To do: Which lines in the rows below contain the string "canopy"? Extract each of them.

(Collected data entries)

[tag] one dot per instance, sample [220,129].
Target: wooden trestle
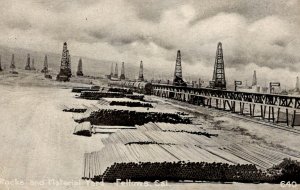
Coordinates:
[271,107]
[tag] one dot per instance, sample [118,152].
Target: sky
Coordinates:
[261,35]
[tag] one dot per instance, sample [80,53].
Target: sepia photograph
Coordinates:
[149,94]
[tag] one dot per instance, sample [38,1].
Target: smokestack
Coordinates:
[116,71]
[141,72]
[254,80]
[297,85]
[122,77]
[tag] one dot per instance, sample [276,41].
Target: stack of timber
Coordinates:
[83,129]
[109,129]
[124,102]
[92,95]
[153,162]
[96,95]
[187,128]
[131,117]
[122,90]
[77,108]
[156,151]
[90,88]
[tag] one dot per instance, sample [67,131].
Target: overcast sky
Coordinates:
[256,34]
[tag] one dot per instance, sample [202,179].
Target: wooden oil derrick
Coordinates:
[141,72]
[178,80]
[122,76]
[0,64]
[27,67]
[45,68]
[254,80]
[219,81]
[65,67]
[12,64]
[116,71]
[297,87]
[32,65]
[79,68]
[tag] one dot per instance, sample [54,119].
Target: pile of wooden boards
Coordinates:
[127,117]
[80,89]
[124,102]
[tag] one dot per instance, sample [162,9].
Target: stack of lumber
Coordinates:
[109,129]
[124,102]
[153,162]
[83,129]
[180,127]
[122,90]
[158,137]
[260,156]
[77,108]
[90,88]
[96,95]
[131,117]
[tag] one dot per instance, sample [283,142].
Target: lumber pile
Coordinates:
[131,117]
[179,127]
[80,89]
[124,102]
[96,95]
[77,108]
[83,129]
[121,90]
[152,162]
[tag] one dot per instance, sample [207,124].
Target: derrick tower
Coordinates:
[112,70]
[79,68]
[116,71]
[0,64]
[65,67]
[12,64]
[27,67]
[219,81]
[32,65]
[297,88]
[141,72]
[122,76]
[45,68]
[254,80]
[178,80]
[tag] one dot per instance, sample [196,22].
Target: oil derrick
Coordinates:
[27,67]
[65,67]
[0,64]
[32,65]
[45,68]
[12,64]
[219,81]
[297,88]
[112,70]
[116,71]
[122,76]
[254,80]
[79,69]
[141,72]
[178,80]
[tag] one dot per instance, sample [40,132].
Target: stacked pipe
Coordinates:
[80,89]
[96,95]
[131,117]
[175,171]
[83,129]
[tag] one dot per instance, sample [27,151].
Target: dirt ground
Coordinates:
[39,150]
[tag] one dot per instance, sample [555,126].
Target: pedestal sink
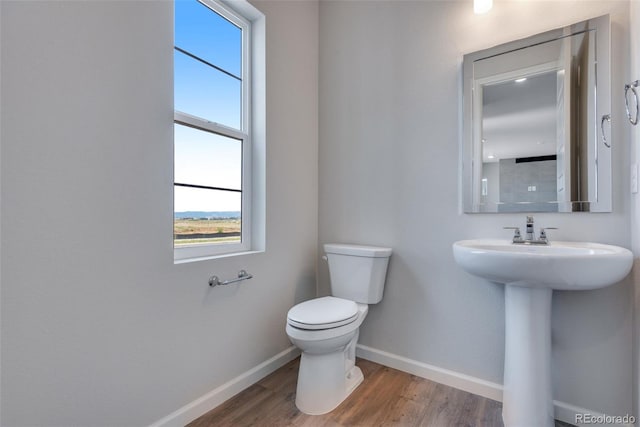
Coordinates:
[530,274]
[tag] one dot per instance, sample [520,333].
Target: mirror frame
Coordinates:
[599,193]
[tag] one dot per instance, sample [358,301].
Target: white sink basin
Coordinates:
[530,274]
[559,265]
--
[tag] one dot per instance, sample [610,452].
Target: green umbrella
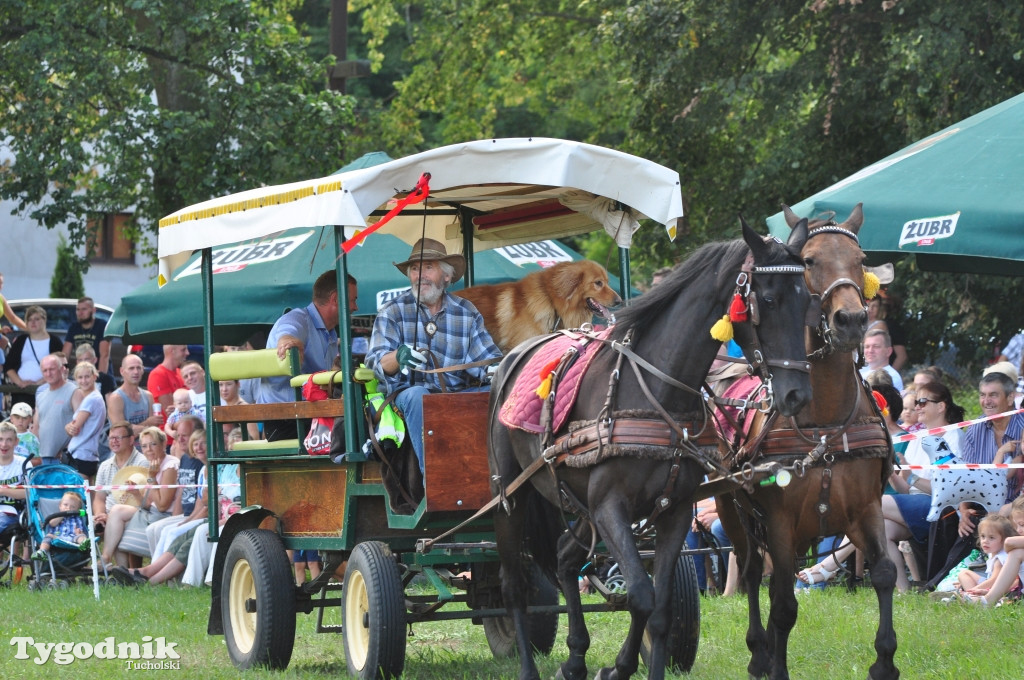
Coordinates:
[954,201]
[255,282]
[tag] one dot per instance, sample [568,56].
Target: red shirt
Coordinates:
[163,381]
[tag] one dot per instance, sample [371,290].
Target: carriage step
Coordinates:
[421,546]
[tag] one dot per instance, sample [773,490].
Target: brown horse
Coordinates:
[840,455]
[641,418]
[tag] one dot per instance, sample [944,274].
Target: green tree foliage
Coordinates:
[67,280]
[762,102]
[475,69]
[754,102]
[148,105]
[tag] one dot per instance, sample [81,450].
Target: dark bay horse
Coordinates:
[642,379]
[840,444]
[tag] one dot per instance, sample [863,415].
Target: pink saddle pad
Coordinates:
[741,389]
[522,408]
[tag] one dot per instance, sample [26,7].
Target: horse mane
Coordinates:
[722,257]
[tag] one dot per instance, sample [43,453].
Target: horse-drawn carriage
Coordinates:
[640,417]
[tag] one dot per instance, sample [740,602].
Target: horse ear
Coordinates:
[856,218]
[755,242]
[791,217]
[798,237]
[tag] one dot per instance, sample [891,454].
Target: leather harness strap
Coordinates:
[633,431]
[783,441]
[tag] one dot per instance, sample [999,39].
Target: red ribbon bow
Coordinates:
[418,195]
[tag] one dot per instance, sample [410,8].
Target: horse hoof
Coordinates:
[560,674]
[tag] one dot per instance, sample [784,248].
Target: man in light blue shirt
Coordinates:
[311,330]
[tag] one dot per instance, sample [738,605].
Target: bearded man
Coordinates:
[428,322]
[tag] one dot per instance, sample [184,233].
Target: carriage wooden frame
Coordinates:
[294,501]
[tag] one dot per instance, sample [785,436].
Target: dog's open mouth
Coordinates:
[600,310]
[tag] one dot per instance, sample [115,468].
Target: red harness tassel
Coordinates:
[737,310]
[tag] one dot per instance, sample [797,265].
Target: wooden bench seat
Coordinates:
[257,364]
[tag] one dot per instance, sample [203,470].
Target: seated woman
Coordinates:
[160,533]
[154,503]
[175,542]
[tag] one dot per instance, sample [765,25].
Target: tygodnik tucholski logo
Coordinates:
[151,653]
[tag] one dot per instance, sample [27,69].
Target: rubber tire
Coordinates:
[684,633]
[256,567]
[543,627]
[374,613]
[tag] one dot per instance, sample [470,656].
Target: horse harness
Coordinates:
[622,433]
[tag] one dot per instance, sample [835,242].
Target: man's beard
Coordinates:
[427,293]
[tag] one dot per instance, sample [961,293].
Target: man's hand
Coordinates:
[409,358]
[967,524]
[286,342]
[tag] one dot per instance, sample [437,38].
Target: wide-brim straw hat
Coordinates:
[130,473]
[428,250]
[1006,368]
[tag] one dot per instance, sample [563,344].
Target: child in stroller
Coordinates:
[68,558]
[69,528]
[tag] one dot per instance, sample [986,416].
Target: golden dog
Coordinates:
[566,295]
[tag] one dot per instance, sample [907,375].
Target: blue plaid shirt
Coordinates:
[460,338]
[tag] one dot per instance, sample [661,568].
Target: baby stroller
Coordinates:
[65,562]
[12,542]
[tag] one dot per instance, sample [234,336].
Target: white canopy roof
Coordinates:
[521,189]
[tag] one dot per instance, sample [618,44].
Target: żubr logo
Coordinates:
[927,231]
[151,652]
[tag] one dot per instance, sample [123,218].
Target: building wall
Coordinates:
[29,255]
---
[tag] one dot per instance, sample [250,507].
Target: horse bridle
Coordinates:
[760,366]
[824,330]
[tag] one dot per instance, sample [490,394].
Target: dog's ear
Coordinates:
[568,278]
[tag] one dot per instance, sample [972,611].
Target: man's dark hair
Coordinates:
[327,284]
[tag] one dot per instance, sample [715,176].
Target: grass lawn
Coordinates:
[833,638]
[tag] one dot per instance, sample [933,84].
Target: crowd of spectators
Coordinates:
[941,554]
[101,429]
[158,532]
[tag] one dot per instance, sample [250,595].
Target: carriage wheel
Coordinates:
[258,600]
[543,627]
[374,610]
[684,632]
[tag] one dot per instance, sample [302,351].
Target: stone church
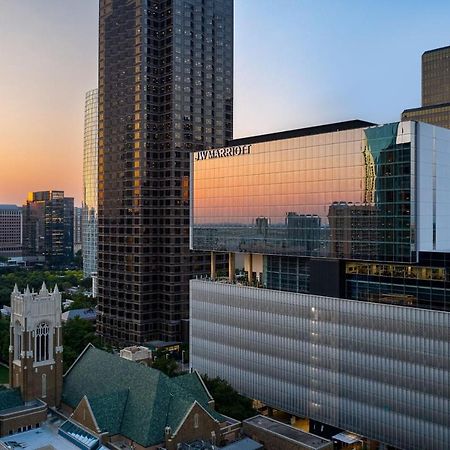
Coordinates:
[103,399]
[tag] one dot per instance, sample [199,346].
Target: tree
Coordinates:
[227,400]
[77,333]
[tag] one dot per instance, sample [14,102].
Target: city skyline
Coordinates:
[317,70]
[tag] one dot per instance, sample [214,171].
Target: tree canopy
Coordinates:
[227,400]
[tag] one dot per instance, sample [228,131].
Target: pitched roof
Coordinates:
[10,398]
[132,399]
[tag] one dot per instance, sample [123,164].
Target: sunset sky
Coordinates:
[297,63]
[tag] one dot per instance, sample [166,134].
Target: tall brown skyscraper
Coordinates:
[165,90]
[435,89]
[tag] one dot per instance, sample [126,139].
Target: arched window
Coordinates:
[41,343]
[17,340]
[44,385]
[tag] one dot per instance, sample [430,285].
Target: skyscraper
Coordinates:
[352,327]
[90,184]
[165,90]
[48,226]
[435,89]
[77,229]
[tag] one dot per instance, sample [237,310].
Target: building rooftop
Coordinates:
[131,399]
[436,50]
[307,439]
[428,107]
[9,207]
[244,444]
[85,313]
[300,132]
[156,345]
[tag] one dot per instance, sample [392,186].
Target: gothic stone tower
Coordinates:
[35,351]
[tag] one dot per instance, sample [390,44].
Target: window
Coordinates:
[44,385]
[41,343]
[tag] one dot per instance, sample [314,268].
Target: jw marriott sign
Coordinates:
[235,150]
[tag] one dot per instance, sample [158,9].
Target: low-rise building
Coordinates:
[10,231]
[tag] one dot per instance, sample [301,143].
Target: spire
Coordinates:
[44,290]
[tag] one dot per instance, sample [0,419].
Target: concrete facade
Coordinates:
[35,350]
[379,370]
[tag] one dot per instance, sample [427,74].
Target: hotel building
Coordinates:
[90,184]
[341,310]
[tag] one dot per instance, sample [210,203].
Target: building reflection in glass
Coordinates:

Result of the task:
Target: white canopy roof
Target: tree canopy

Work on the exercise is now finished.